PASSAGE TO READ:
Examples and Applications
As always, be sure to try the proofs and computations yourself before reading the ones in the text.
Simple Continuous Distributions
Suppose that \((X,Y)\) has probability density function \(f\) defined by \(f(x,y) = x + y\) for \(0 \le x \le 1\), \(0 \le y \le 1\).
- Find \(L(Y \mid X)\).
- Find \(\E(Y \mid X)\).
- Graph \(L(Y \mid X = x)\) and \(\E(Y \mid X = x)\) as functions of \(x\), on the same axes.
- Find \(\var(Y)\).
- Find \(\var(Y)\left[1 - \cor^2(X, Y)\right]\).
- Find \(\var(Y) - \var\left[\E(Y \mid X)\right]\).
Answer
- \(\frac{7}{11} - \frac{1}{11} X\)
- \(\frac{3 X + 2}{6 X + 3}\)
- \(\frac{11}{144} = 0.0764\)
- \(\frac{5}{66} = 0.0758\)
- \(\frac{1}{12} - \frac{1}{144} \ln 3 = 0.0757\)
Suppose that \((X,Y)\) has probability density function \(f\) defined by \(f(x,y) = 2 (x + y)\) for \(0 \le x \le y \le 1\).
- Find \(L(Y \mid X)\).
- Find \(\E(Y \mid X)\).
- Graph \(L(Y \mid X = x)\) and \(\E(Y \mid X = x)\) as functions of \(x\), on the same axes.
- Find \(\var(Y)\).
- Find \(\var(Y)\left[1 - \cor^2(X, Y)\right]\).
- Find \(\var(Y) - \var\left[\E(Y \mid X)\right]\).
Answer
- \(\frac{26}{43} + \frac{15}{43} X\)

WRITTEN TASKS:
1 - Reproduce the examples and applications passage between "Simple Continuous Distributions" and "3 = 0.0757\)", inclusive, without alteration.
2 - In one to three sentences, explain what the examples and applications passage advises readers to do with the proofs and computations, and at what point they should do it.
3 - Answer these questions from the examples and applications passage:
(a) What probability density function is given for \((X,Y)\) in the first exercise, and on what region?
(b) On what region is the density \(f(x,y) = 2(x + y)\) defined in the second exercise?
(c) What answer does the passage give for \(L(Y \mid X)\) in the second exercise?

DATA RECORDS:

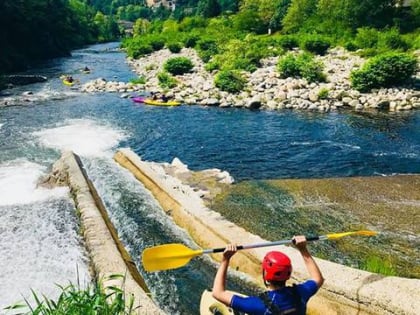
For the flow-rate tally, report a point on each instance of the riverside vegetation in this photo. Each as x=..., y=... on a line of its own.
==
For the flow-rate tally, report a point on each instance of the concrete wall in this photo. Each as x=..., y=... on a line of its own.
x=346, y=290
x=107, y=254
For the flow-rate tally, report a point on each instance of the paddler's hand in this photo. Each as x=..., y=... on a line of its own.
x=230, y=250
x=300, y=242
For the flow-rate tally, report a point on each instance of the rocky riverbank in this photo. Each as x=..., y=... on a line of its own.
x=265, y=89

SOLUTIONS IN ORDER:
1 -
Simple Continuous Distributions
Suppose that \((X,Y)\) has probability density function \(f\) defined by \(f(x,y) = x + y\) for \(0 \le x \le 1\), \(0 \le y \le 1\).
- Find \(L(Y \mid X)\).
- Find \(\E(Y \mid X)\).
- Graph \(L(Y \mid X = x)\) and \(\E(Y \mid X = x)\) as functions of \(x\), on the same axes.
- Find \(\var(Y)\).
- Find \(\var(Y)\left[1 - \cor^2(X, Y)\right]\).
- Find \(\var(Y) - \var\left[\E(Y \mid X)\right]\).
Answer
- \(\frac{7}{11} - \frac{1}{11} X\)
- \(\frac{3 X + 2}{6 X + 3}\)
- \(\frac{11}{144} = 0.0764\)
- \(\frac{5}{66} = 0.0758\)
- \(\frac{1}{12} - \frac{1}{144} \ln 3 = 0.0757\)

2 - Readers should attempt the proofs and computations on their own first. Only after that should they read the versions worked out in the text.

3 -
(a) \(f(x,y) = x + y\) for \(0 \le x \le 1\), \(0 \le y \le 1\).
(b) \(0 \le x \le y \le 1\).
(c) \(\frac{26}{43} + \frac{15}{43} X\).